### Data shown
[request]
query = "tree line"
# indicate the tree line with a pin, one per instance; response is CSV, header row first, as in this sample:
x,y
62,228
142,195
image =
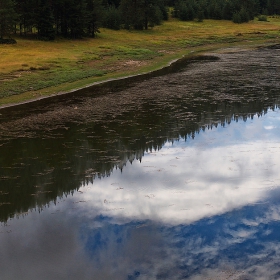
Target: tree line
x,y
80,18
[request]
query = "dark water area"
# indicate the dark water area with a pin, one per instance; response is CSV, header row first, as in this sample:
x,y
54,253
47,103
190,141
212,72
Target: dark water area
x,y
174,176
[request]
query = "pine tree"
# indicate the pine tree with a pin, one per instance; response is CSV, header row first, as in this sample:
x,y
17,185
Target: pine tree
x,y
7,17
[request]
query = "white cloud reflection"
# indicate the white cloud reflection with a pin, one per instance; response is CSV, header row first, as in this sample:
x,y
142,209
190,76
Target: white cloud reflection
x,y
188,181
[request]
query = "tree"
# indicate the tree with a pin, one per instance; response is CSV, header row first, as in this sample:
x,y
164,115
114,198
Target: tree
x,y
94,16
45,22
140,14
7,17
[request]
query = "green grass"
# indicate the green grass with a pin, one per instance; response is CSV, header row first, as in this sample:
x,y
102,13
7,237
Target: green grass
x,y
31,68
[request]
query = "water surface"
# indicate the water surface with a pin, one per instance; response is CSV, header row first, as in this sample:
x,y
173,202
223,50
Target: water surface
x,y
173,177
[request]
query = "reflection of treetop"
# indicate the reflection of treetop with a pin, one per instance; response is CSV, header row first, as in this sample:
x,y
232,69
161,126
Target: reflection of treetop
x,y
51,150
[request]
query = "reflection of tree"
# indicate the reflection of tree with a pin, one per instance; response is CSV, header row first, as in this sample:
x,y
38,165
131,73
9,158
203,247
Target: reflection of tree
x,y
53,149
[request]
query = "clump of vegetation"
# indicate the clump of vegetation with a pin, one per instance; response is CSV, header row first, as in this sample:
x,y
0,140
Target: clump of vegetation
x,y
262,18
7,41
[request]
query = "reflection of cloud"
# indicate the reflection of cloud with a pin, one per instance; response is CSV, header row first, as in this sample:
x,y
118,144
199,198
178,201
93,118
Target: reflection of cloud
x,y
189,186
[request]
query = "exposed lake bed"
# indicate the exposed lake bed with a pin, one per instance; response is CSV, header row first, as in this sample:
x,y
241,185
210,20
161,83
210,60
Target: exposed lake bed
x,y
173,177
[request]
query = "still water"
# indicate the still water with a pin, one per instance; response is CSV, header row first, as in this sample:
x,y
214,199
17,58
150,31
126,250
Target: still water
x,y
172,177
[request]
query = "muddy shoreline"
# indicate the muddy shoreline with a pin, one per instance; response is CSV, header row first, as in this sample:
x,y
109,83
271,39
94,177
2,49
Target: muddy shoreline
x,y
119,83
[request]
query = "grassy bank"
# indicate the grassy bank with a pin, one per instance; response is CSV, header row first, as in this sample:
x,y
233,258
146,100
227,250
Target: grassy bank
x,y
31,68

---

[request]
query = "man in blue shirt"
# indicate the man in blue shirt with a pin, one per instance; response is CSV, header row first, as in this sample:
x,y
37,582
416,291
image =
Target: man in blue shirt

### Try it
Across the whole listing, show each line where the word "blue" occurs.

### Exercise output
query = "man in blue shirt"
# indicate the man in blue shirt with a pin, one per instance; response is CSV, header row first, as in this sample:
Target: man in blue shirt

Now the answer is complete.